Point labeling examples
● ● ●

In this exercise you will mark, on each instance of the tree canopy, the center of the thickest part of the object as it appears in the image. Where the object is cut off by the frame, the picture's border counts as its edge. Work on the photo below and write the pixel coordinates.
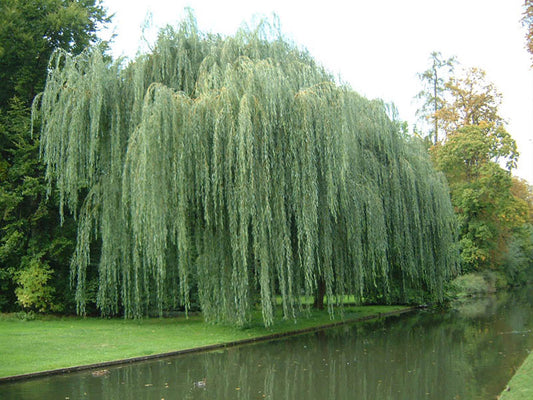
(477, 155)
(236, 169)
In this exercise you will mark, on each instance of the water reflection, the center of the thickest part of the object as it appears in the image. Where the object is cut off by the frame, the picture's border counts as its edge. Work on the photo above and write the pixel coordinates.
(469, 353)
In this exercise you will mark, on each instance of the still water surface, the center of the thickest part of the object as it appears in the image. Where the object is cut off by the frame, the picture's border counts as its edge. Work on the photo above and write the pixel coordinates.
(468, 353)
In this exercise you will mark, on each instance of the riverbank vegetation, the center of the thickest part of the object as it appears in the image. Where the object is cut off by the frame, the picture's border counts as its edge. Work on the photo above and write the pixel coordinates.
(218, 174)
(521, 385)
(72, 341)
(469, 143)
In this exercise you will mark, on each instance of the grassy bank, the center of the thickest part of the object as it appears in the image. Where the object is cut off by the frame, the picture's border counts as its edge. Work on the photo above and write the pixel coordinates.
(47, 343)
(521, 385)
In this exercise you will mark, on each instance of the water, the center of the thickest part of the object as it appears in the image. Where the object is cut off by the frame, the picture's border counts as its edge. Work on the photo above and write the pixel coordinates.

● ● ●

• **WRITTEN PROBLEM**
With the pictures left out, transcribe the material exactly.

• **EXERCISE RESULT**
In this exercise you will mark, on each instance of the tree canopy, the center of the thickest part of the object as it appears in the image. Where the object is cut off by the frame, the picture's border counts as its edge. Work on the photo below and write the pixel coordinates.
(477, 155)
(236, 169)
In this exercise you will mark, on each instance of the water reflection, the center of the thickest part of the object as it appears in the image. Where the object is cut off by the frame, the picture's border counts as its edge. Work on the photo above and write the pixel coordinates.
(469, 353)
In this exercise you will mark, on each instance of the still water surface, the center of the thickest part of the object as it appears in the image. Where the object is cut off by the frame, the picture's border counts as its edge. Work on the photo above and write the pixel coordinates.
(468, 353)
In this exercise you will mark, on each instance of the riverbank vegetation, the center of the thickest part of the object as it appears in the image. Where the object is cut off by the frame, the picture's border counts as its edge. Work on the photo above and write the pixel coordinates.
(218, 174)
(521, 385)
(72, 341)
(469, 143)
In this exercise you will mark, on each instance of the grassy bank, the center of the thickest part of the object as it appears in the image. Where the object is cut off by the frame, the picture's border counts as its edge. Work on the photo above and write the pixel coordinates.
(47, 343)
(521, 385)
In this exercise you will mark, on each instance of the water, the center of the thickest part of the object as it appears in the image. Where the object is cut off by the frame, the picture's border counts as its edge. Work on the photo above and write the pixel coordinates.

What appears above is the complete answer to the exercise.